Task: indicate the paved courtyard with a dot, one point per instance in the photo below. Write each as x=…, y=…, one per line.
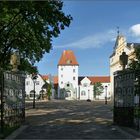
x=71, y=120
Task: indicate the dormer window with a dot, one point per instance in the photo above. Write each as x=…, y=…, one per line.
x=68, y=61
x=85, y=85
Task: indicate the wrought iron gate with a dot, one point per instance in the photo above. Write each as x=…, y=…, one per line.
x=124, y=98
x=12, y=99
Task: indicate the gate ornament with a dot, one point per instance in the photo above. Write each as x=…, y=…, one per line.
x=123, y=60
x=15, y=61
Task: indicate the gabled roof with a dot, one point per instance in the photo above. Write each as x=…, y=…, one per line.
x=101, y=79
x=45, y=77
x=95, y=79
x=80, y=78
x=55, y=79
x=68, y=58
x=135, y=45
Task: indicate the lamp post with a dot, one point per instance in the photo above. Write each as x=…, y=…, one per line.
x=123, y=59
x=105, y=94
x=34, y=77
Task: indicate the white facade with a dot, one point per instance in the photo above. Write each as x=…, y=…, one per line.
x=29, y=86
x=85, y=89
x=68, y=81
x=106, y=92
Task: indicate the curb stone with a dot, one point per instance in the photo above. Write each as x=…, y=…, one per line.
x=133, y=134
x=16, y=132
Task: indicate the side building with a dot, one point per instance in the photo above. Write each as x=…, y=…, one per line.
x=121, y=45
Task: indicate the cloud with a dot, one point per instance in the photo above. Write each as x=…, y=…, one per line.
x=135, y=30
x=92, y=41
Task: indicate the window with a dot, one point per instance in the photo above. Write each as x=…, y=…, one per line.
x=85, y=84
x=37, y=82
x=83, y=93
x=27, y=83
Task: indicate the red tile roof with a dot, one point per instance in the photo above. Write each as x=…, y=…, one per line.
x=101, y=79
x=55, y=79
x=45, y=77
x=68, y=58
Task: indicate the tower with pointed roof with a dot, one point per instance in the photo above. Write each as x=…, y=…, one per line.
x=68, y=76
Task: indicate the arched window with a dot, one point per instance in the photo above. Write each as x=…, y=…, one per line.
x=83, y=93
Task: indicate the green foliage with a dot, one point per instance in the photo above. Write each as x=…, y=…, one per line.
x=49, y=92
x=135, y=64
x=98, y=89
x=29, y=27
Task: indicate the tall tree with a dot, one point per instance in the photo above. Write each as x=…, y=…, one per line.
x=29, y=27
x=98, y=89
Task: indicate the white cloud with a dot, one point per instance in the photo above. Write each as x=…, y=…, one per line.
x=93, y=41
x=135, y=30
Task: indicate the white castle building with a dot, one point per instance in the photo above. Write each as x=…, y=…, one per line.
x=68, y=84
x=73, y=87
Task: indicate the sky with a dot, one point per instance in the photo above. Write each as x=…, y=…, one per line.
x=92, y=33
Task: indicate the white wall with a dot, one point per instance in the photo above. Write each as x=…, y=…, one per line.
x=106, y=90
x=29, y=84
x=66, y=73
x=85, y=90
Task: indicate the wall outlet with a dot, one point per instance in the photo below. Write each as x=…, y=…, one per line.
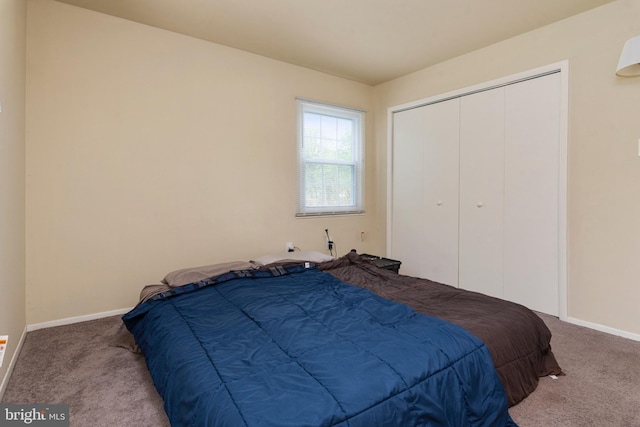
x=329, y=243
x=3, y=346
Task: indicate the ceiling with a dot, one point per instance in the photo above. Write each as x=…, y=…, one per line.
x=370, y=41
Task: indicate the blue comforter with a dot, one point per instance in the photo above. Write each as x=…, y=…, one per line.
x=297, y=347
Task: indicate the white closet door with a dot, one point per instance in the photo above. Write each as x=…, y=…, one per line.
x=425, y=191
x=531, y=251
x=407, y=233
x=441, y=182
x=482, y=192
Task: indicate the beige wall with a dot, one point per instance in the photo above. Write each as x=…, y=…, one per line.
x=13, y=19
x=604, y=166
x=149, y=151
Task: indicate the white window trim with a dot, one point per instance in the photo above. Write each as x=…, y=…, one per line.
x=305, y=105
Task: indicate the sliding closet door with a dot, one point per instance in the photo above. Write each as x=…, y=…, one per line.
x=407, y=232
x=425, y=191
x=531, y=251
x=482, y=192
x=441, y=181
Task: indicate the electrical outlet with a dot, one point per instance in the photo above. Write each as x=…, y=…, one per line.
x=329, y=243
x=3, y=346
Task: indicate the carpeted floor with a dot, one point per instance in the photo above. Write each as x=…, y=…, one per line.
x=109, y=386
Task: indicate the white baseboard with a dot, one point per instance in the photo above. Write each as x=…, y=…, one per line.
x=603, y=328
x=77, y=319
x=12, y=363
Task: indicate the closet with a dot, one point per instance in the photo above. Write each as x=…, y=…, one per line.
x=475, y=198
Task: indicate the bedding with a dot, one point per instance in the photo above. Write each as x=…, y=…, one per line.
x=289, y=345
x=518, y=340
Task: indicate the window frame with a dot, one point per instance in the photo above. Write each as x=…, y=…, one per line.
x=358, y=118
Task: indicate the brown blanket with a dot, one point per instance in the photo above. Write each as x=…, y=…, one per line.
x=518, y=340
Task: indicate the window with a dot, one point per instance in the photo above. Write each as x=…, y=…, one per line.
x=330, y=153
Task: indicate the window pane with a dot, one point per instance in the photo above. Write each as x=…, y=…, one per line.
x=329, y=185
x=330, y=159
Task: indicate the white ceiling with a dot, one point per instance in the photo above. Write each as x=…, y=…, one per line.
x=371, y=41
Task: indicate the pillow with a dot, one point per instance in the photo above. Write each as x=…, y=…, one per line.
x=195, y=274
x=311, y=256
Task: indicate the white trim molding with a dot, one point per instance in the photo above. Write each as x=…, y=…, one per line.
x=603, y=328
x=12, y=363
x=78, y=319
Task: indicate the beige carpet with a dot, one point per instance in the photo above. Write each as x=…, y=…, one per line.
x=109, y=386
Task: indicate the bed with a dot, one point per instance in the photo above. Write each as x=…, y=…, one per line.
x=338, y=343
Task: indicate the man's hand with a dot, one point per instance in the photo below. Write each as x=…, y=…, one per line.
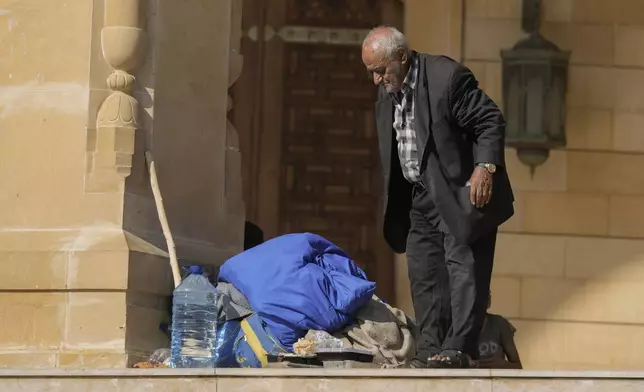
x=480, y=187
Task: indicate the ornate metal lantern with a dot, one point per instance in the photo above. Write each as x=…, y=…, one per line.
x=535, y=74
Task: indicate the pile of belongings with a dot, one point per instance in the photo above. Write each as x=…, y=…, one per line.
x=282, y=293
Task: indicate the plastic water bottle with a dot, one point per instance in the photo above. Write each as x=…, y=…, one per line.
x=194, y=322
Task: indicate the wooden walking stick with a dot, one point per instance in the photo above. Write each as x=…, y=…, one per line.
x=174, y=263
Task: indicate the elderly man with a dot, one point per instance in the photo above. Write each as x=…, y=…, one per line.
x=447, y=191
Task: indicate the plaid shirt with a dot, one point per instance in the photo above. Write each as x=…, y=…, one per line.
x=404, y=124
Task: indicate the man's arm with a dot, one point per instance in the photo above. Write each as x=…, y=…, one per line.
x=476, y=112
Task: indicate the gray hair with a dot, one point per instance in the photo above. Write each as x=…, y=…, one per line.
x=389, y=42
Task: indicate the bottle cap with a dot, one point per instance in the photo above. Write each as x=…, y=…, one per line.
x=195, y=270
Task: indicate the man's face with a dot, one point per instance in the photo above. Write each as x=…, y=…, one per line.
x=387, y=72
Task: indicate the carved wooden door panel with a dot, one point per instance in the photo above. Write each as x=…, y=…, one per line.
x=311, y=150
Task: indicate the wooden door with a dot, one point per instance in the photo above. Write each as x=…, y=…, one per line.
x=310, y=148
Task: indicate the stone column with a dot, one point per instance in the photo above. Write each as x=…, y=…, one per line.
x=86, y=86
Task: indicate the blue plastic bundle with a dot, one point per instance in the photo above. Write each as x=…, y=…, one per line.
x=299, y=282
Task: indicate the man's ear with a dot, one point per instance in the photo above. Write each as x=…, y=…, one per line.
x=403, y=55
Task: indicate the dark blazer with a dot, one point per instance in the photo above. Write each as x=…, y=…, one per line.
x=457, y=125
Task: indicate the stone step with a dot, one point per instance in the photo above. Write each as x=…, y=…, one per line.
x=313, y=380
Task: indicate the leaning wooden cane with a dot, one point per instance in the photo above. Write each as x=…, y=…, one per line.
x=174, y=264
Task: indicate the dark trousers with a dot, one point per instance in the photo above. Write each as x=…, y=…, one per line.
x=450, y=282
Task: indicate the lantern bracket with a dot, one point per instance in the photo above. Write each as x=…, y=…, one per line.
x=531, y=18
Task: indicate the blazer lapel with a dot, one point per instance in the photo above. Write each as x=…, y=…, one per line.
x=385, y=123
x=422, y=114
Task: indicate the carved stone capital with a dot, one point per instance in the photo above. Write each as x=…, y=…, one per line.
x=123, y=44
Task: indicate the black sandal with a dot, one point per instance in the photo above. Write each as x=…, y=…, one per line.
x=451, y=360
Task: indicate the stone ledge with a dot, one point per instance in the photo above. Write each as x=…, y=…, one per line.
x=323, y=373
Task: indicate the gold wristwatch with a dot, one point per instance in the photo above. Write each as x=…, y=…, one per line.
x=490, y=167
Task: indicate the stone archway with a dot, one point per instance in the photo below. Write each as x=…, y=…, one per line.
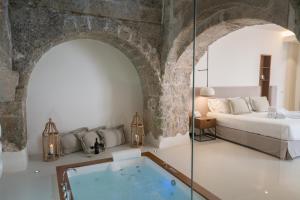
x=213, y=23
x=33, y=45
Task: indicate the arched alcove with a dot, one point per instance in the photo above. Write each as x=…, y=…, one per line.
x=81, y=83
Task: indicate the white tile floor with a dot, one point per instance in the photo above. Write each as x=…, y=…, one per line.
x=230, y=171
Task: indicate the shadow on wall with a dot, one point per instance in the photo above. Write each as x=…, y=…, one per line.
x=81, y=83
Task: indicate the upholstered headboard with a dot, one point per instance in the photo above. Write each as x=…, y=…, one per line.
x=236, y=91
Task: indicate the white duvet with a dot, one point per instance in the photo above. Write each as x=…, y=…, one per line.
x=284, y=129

• • •

THE PROBLEM>
Write out again every line in the stretch from the line containing "Task: indicate the sky" through the line containing "x=297, y=347", shifting each x and y coordinate in the answers up by 83. Leave the pictures out.

COMPLETED EXERCISE>
Task: indicate the sky with a dot, one point per instance in the photo above. Write each as x=…, y=…, one per line.
x=175, y=116
Task: indicate the white wall with a dot, one point per instance in the photo above. Write each as x=…, y=…, one per line.
x=189, y=173
x=112, y=167
x=149, y=156
x=168, y=173
Task: indicate the wall outlet with a dot, one point per instance in the photo below. Write each as x=…, y=…, one per line.
x=412, y=326
x=86, y=429
Task: indicate the ceiling with a dot, one point per instance in the photo above. Write each as x=…, y=…, one per line.
x=453, y=124
Task: indicate the blue comforter with a dot, one point per instance in the photo above. Write each as x=…, y=…, one per line.
x=380, y=430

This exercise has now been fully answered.